Write out the data that follows exactly, keeping every picture out.

Point-per-instance localization data:
▬▬▬▬▬▬▬▬▬▬
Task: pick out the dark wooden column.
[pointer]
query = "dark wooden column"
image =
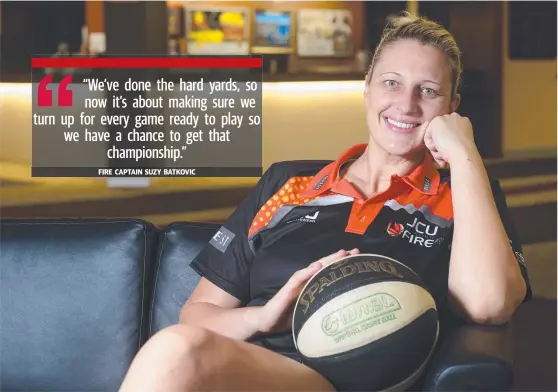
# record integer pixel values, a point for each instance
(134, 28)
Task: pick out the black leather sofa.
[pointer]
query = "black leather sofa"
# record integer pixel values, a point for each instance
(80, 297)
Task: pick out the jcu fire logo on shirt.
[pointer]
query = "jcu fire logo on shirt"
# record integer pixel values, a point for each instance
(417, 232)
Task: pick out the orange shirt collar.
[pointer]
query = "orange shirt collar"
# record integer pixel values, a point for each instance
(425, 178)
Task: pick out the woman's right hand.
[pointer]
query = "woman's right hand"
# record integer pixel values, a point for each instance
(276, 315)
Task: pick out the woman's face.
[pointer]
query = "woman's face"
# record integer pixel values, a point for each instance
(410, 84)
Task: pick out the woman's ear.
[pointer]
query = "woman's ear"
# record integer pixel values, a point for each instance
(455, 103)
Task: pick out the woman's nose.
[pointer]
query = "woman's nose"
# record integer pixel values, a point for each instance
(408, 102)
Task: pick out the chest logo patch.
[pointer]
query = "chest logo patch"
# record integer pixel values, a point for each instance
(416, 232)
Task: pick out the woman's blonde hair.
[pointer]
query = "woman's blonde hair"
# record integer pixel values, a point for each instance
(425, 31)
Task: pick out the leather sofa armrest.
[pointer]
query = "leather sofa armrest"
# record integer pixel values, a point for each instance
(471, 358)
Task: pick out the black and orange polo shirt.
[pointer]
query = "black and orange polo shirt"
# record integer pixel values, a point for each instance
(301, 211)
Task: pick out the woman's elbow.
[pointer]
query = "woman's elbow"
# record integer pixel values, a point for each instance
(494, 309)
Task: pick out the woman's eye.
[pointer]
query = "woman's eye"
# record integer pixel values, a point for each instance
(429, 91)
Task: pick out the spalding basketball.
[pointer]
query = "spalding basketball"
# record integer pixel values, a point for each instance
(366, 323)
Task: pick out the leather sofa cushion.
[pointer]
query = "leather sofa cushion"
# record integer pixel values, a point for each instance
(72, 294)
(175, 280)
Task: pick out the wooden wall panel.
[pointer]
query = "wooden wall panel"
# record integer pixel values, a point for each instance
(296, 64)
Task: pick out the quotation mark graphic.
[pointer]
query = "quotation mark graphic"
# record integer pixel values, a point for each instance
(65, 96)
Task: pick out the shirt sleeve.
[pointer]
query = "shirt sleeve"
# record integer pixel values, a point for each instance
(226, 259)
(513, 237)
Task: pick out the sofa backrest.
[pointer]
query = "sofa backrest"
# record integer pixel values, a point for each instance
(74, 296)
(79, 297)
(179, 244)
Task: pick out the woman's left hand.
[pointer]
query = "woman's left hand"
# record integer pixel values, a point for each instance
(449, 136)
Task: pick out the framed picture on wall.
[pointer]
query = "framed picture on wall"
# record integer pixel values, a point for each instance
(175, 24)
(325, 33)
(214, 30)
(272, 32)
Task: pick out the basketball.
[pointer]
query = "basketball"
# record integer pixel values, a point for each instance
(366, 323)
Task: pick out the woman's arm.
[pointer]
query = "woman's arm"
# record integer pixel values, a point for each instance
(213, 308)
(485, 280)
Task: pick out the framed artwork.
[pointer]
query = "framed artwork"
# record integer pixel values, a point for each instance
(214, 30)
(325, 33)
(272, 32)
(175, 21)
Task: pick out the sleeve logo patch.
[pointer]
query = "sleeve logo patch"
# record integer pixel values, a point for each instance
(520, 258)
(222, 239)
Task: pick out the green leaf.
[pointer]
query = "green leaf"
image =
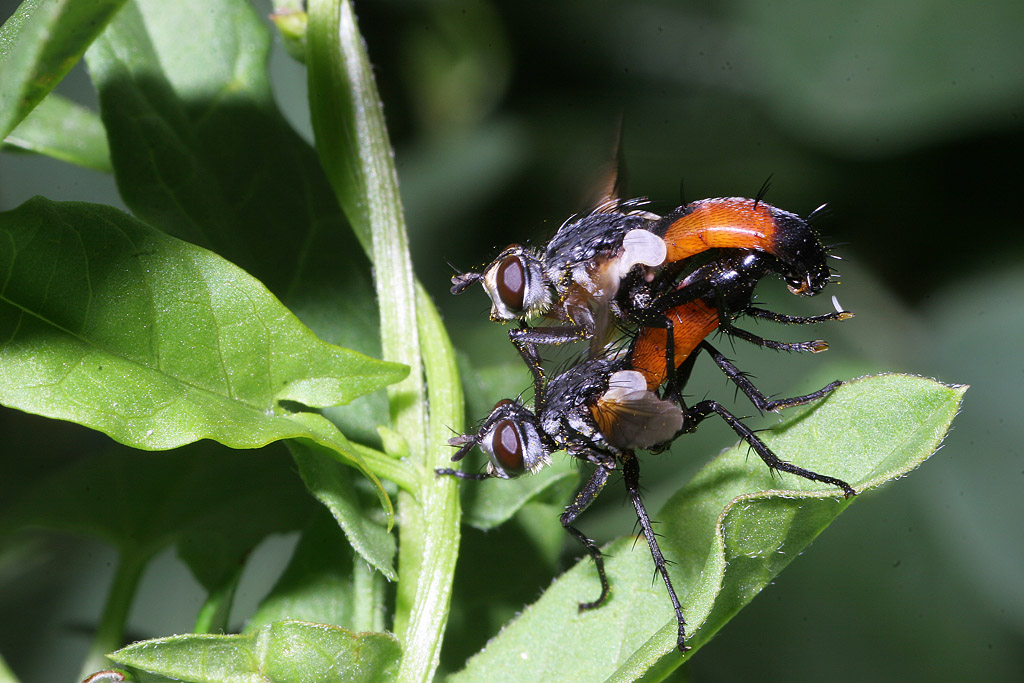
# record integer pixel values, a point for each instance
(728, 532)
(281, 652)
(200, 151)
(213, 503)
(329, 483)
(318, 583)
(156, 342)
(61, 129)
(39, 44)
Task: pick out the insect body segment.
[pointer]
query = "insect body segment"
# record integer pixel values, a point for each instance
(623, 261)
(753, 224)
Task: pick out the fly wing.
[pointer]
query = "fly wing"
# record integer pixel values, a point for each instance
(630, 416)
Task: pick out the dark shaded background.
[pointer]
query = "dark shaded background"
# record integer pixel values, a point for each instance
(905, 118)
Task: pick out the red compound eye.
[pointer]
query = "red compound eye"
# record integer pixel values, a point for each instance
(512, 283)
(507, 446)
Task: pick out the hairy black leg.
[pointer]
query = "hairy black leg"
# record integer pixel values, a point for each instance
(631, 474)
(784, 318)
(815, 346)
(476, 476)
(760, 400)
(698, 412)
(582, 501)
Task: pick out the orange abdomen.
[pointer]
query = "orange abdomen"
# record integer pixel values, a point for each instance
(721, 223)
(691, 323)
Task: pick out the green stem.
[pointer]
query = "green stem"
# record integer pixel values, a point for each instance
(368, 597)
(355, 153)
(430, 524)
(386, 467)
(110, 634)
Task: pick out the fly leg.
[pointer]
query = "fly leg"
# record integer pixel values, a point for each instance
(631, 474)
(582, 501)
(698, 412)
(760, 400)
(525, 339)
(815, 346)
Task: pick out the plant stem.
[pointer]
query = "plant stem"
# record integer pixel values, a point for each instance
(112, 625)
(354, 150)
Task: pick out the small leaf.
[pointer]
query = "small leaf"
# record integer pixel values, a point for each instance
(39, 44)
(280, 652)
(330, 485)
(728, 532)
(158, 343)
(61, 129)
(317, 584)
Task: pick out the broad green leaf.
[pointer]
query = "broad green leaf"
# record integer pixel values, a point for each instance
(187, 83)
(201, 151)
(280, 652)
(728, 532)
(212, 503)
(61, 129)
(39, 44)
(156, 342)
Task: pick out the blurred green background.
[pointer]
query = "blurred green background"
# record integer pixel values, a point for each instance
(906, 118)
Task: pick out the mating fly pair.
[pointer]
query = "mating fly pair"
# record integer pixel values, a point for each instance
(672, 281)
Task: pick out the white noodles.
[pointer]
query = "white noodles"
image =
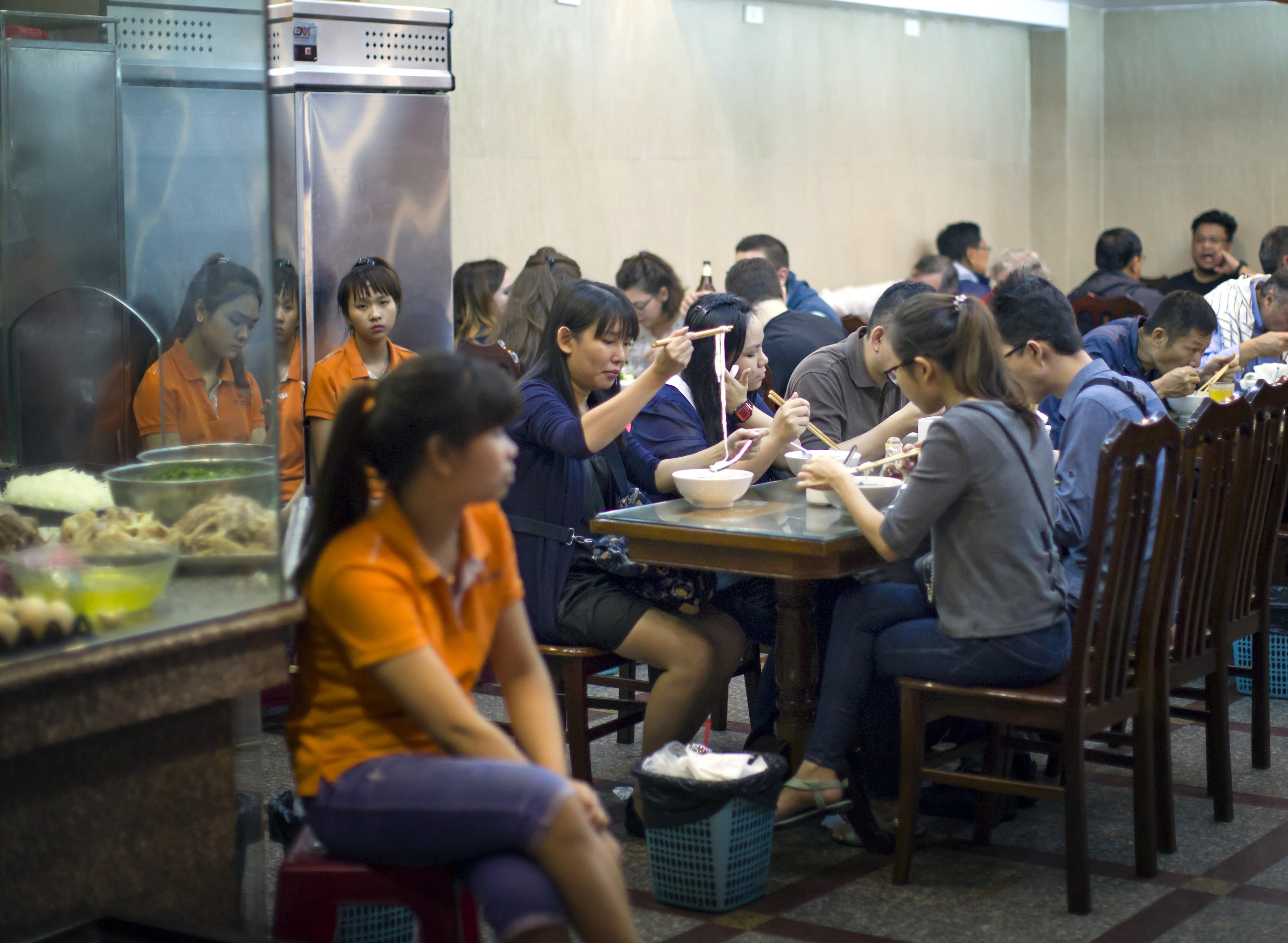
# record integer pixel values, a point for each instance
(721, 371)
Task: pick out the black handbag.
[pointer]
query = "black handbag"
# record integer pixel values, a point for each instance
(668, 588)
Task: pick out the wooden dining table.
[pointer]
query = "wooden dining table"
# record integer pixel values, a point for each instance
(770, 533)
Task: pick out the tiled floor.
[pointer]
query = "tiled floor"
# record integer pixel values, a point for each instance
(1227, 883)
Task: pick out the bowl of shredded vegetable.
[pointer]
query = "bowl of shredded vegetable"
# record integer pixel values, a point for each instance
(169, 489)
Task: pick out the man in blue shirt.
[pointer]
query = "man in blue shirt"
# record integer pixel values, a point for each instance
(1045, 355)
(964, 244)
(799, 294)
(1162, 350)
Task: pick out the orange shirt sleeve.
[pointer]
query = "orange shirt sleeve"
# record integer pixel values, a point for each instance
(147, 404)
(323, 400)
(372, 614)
▬▬▬▬▬▬▬▬▬▬
● **Output for this task**
Task: pick out the dark wooden column.
[pointer]
query = "dark wooden column"
image =
# record integer pixel values, a point for each instance
(134, 28)
Task: pick out the black leather sofa.
[pointer]
query = "black leather sofa"
# record integer pixel values, a point for each instance
(80, 297)
Task: pick out the jcu fire logo on shirt.
[pointer]
query = "jcu fire logo on shirt"
# record integer pixel values, a point for each instance
(417, 232)
Task: pick out the orange shirt collar.
[pointer]
query = "orange shirt collar"
# record integer pixel values, a point for each instance
(425, 178)
Task: pick out the woman's right hand.
[pointer]
query = "woman's right hand"
# record integer pixel values, a point for each instance
(276, 315)
Task: pick out the woman's face.
[pointer]
query = "woman's face"
# record integer pixel values, a point for each instance
(410, 84)
Task: pick out the woman's ear.
[pointer]
query = "woman's ear"
# record integer pixel values, a point for each instance
(455, 103)
Task: pick out the woman's nose.
[pointer]
query = "woman's nose"
# record integer pixel values, a point for each instance
(408, 102)
Task: pick out the chest logo patch.
[pointer]
query = "chest logo patch"
# record integer pixel values, a point for each instance
(416, 232)
Task: pick out the woman's blonde hair.
[pointer]
query = "woman's blonde hair"
# record integer pixel values, a point for each instance
(425, 31)
Task: pick out the leather sofa armrest.
[pointer]
query = "leather sofa armrest"
# record integer pixel values, a point for each instance
(471, 358)
Task: pick out the black and orange polo shirt.
[pointer]
query = "black and orange polo shirt"
# record integer pixel values, a point for each instance
(301, 211)
Task: pick out the woman's elbow.
[pointer]
query = "woman's elbow"
# record integer pixel values, a point for each instance
(494, 309)
Task: pick out the woman's eye.
[pointer]
query = "woman's eye"
# record integer pixel values, a point for each instance
(429, 91)
Task: pick out the spalding basketball.
[pointer]
query = "spalding basketball"
# record integer pixel values, a point for each instance
(366, 323)
Task: pick out the leather sofa cushion.
[pointer]
query = "leather sofa cushion"
# record integer pixel values, a point for each instance
(72, 294)
(175, 280)
Task: pick out the wooden wall panel.
[pointer]
query = "wooden wall panel"
# record integer pixel values, a point for each instance
(296, 64)
Task: pick out the quotation mark graphic.
[pointer]
query = "quotation mark graphic"
# record integer pixel values, a point for each instance
(65, 96)
Task: pick out the shirt sleeve.
[pointer]
query = "shirt sleeve"
# record integer pixel values, a point for each instance
(226, 259)
(513, 237)
Task: pick out the sofa backrest.
[pointer]
query = "sofa backrest"
# record integer pixel values, a point for each instance
(74, 296)
(79, 297)
(179, 244)
Task: pick out the woman's left hand.
[pointer]
query = "woman's left hand"
# record integer pixel values, a point for each instance
(449, 136)
Task: pick out the framed picture on wall.
[pointer]
query = "framed picture on wall"
# record integer pixel values, a point for each instance
(175, 24)
(325, 33)
(214, 30)
(272, 32)
Task: pick out the basketball.
[pointer]
query = "basketball"
# record integer pixel values, a point for each instance
(366, 323)
Task: pick out the woman's arm.
[pointer]
query = "woman's arm"
# record integer pixel values, a point for each instance
(213, 308)
(485, 280)
Task: pick out the framed artwork.
[pointer]
query = "framed artwork"
# record integer pixel values, a point for each instance
(214, 30)
(325, 33)
(272, 32)
(175, 21)
Task: pick out the sleeve logo patch.
[pointer]
query = "sleeve logo patch"
# record integer pixel values, a point for each instance
(520, 258)
(222, 239)
Task: pick out the green leaf.
[pointer]
query = "green leaf"
image =
# record integer pixel values, a point for each instance
(728, 532)
(281, 652)
(200, 151)
(213, 503)
(329, 483)
(318, 583)
(156, 342)
(61, 129)
(39, 44)
Task: pick out the insect body segment.
[pointer]
query = "insect body segment"
# record integer pixel values, a point for each instance
(623, 261)
(753, 224)
Task: pick out the fly wing.
[pointer]
query = "fly wing"
# record integer pixel values, a point for each instance
(630, 416)
Task: pick out the dark shaded background.
[pointer]
query = "dark shaded background"
# record integer pixel values, a point for each instance
(905, 118)
Task: pick out the red compound eye.
[pointer]
query = "red compound eye"
# record integer pixel values, a point for each instance
(512, 283)
(507, 446)
Task: pick out the hairy black leg.
[pointer]
query = "hairy black leg"
# record integer pixel values, a point for each instance
(631, 474)
(784, 318)
(815, 346)
(476, 476)
(760, 400)
(698, 412)
(582, 501)
Task: pick out the orange abdomen.
[pointer]
query = "orange abdomen"
# record integer pixel values, a point for each instance
(721, 223)
(691, 323)
Task: pick out the green stem.
[pointer]
query = "green stem"
# record integer pixel values, a point for each instance
(368, 597)
(355, 153)
(430, 524)
(386, 467)
(110, 634)
Task: pick out the fly leg.
[pointer]
query = "fly leg"
# record integer pixel values, a point for each instance
(631, 474)
(582, 501)
(698, 412)
(760, 400)
(525, 339)
(815, 346)
Task: pick out the plant stem.
[pointer]
query = "plant stem"
# record integer pixel values, a point for each instance
(112, 625)
(354, 150)
Task: pick out the small leaf.
[pointer]
query = "small leaf"
# record integer pixel values, a point for each instance
(39, 44)
(280, 652)
(330, 485)
(728, 532)
(158, 343)
(61, 129)
(317, 584)
Task: pick out the broad green leaf.
[pointer]
query = "broad green leaf"
# record integer pixel values, a point for each instance
(187, 83)
(201, 151)
(280, 652)
(728, 532)
(212, 503)
(61, 129)
(39, 44)
(156, 342)
Task: pick out the blurred green background.
[pointer]
query = "blurred green background"
# record integer pixel values, a point for each instance
(906, 118)
Task: pick out the mating fly pair.
[pointer]
query = "mating fly pair"
# record integer pixel values, a point for each instance
(672, 281)
Task: pick out the white noodles.
[pointer]
query = "white noodles"
image =
# record integer pixel values, a point for each instance
(721, 371)
Task: pick out the black handbag.
[pointer]
query = "black handbag"
# record integer pixel values, a point for each instance
(668, 588)
Task: pick out the wooden dining table.
[pointer]
query = "wooden dining table"
# record integer pixel values, a point for each instance
(770, 533)
Task: pick out the tiled floor.
[pointer]
query = "tiled floor"
# record integer pixel values, a point for each instance
(1227, 883)
Task: pick out the bowl of shredded vegetable.
[pointer]
query = "bowl of shredded vegetable"
# record integer pixel values, a point for each instance
(169, 489)
Task: pick out the man in blue shirt.
[pointer]
query = "man in blue shirt"
# record integer pixel values, a point for each instance
(1045, 355)
(964, 244)
(799, 294)
(1162, 350)
Task: pick out the orange shirt sleeve.
[pointer]
query = "orange shirt sleeve"
# record integer pixel values, a point for each instance
(147, 404)
(323, 400)
(372, 614)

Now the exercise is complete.